— Begin Material provided —

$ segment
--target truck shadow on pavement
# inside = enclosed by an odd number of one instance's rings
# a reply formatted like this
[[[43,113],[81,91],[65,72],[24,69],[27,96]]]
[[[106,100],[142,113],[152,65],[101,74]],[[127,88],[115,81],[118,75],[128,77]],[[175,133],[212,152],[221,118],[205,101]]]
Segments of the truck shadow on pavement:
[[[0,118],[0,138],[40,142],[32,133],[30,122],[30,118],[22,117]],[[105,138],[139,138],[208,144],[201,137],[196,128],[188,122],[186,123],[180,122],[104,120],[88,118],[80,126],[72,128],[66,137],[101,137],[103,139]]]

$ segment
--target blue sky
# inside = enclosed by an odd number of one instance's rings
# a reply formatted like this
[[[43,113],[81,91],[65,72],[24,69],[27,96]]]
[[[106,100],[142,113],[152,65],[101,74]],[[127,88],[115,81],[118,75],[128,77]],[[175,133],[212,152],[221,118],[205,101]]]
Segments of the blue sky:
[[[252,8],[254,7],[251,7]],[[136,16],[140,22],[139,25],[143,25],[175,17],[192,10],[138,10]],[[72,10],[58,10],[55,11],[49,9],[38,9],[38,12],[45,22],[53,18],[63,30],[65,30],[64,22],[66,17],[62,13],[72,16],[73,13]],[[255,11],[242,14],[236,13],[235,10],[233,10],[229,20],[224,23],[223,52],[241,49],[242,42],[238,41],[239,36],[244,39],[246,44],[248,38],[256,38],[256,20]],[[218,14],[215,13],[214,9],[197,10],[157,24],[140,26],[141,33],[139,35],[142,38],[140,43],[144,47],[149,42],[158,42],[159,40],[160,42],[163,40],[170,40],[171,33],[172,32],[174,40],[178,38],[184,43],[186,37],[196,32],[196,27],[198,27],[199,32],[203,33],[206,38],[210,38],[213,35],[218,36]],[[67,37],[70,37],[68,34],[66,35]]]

— End Material provided —
— Begin Material provided —

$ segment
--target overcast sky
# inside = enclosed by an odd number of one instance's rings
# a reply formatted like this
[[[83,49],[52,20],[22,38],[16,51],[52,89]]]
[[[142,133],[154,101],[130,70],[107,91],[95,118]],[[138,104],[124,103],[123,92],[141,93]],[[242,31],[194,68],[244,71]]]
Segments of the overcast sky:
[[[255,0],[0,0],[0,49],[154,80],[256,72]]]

— End Material provided —

> [Goal of the exercise] Show every line of the rows above that contains the word "shadow", matching case exactly.

> [Worked answer]
--target truck shadow on pavement
Segments of the truck shadow on pavement:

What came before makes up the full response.